EXERCISE REQUIREMENTS>
- 1) Answer these questions from the organizational changes excerpt, each in a few words:
(a) Who appoints the Deputy Assistant Secretary for Mental Health and Substance Use?
(b) Which position does the Assistant Secretary for Mental Health and Substance Use replace?
(c) Between whom would the Chief Medical Officer serve as a liaison?
- 2) Summarize the organizational changes excerpt in two sentences.

PAGE EXCERPT>
Organizational Changes
The Cures Act also amends the Public Health Service Act, adding an Assistant Secretary for Mental Health and Substance Use within the Department of Health and Human Services. This person would be appointed by the President with the consent of the Senate, and replaces the administrator position of SAMHSA.
There would also be a Deputy Assistant Secretary for Mental Health and Substance Use, to be appointed by the Assistant Secretary. Currently, former SAMHSA administrator Kana Enomoto, MA, is the Deputy Assistant Secretary for Mental Health and Substance Use at HHS. The nominee for Department of Health and Human Services Secretary, Tom Price, MD, had not yet been confirmed at press time.
Cures also amends the Public Health Service Act to create a Chief Medical Officer. This person would serve as a liaison between the Administration and providers of mental and substance use disorder prevention, treatment, and recovery services.
Unlike some regulatory actions, which have been held up by the Trump administration pending review, Cures is a law and is not delayed.

THE DATA>
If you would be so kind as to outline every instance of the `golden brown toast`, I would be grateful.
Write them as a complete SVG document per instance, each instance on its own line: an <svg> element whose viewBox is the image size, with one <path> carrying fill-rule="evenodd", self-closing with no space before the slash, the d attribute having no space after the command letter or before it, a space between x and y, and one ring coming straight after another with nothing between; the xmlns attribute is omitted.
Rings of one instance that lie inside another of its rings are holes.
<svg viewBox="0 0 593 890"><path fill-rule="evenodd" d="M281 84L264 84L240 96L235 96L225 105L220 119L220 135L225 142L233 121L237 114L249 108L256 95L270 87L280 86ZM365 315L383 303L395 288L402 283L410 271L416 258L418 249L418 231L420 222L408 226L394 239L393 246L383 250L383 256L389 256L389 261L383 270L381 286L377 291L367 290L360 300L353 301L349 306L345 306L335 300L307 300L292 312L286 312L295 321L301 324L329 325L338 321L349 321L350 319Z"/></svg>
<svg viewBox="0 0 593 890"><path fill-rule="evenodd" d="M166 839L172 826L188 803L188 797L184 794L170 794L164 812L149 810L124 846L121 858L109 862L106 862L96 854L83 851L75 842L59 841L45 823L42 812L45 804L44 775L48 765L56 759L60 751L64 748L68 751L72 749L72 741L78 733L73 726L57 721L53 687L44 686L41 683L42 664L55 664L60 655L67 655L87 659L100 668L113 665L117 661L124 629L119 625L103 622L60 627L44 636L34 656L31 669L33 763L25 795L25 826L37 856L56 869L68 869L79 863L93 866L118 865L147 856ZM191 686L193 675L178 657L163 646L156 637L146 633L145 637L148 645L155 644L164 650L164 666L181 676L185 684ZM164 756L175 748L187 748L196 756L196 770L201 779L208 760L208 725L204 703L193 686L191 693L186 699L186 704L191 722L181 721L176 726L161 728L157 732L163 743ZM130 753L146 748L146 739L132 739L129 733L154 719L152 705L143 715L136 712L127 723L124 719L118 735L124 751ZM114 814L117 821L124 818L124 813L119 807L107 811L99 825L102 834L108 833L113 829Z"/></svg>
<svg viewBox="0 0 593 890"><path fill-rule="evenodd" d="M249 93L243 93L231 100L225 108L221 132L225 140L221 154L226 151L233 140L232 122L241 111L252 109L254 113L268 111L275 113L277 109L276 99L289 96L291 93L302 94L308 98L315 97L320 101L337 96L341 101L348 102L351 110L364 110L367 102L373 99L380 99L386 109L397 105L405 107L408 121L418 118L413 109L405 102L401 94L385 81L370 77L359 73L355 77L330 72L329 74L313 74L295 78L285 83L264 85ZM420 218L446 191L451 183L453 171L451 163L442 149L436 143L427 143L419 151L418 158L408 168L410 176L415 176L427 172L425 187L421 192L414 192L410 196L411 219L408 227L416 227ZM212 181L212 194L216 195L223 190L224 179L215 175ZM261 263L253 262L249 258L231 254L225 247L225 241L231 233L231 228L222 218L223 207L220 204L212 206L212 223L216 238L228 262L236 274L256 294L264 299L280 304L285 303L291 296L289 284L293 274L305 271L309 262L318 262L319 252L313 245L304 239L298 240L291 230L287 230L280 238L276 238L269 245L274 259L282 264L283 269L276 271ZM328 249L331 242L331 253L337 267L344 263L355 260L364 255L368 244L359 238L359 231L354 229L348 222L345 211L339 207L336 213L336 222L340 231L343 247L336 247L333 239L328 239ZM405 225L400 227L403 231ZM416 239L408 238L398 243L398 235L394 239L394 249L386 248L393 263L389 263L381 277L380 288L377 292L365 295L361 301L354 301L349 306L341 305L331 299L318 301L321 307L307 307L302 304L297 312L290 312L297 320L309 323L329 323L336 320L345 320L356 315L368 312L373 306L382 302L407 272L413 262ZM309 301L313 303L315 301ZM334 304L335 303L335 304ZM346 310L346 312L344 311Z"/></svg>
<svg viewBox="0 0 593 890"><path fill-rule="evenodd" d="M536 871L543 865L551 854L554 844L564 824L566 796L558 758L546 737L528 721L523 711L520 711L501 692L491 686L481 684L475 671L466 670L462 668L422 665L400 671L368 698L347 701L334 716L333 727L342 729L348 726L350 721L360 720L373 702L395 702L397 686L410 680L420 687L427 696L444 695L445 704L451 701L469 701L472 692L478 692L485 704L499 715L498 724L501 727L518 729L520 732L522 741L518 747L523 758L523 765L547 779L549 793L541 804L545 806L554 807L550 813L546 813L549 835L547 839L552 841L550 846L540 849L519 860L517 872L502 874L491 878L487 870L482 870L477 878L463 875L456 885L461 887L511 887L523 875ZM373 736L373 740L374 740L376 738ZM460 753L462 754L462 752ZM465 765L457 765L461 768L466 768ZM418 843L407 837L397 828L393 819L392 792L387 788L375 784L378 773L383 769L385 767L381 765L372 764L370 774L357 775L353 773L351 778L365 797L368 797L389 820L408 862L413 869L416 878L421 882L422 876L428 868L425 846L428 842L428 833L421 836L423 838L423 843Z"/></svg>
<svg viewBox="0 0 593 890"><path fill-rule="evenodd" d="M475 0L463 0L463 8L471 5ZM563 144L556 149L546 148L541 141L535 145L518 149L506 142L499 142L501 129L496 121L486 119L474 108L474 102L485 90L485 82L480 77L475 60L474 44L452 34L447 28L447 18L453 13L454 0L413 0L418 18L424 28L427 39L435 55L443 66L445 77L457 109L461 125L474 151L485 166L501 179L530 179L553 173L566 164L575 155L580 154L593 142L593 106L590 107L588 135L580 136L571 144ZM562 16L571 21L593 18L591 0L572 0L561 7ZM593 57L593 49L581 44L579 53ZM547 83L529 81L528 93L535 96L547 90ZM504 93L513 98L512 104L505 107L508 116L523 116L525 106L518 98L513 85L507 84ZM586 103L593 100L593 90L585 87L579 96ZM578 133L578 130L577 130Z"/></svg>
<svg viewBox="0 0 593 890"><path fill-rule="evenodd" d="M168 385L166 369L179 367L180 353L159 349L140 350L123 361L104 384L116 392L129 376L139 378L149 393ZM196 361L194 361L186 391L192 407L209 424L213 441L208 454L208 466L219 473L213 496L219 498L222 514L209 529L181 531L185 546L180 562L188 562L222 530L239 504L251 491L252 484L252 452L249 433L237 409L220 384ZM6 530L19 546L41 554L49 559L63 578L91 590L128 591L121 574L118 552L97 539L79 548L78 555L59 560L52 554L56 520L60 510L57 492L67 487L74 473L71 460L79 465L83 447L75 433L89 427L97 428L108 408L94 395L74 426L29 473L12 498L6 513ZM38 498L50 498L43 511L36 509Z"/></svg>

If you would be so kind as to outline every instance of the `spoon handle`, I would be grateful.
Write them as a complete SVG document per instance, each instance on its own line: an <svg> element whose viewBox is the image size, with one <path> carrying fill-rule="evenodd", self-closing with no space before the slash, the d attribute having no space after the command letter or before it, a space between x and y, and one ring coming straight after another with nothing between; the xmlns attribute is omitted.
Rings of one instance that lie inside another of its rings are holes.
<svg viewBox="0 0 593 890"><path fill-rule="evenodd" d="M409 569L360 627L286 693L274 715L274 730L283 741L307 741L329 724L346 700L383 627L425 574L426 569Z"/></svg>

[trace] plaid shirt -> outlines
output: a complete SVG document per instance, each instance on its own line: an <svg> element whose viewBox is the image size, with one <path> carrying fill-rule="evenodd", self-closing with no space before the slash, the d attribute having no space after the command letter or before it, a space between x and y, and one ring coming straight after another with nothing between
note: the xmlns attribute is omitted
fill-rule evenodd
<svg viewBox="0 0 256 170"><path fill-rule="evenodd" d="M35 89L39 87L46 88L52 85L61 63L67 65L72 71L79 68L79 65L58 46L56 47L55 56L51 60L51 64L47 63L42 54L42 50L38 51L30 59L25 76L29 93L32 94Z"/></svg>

SOLUTIONS TO THE PROBLEMS>
- 1)
(a) The Assistant Secretary for Mental Health and Substance Use.
(b) The administrator position of SAMHSA.
(c) The Administration and providers of mental and substance use disorder prevention, treatment, and recovery services.

- 2) The Cures Act amends the Public Health Service Act to add an Assistant Secretary for Mental Health and Substance Use within HHS, appointed by the President with Senate consent and replacing the SAMHSA administrator. It also adds a Deputy Assistant Secretary and a Chief Medical Officer, and because Cures is a law, it is not delayed like some regulatory actions held up by the Trump administration.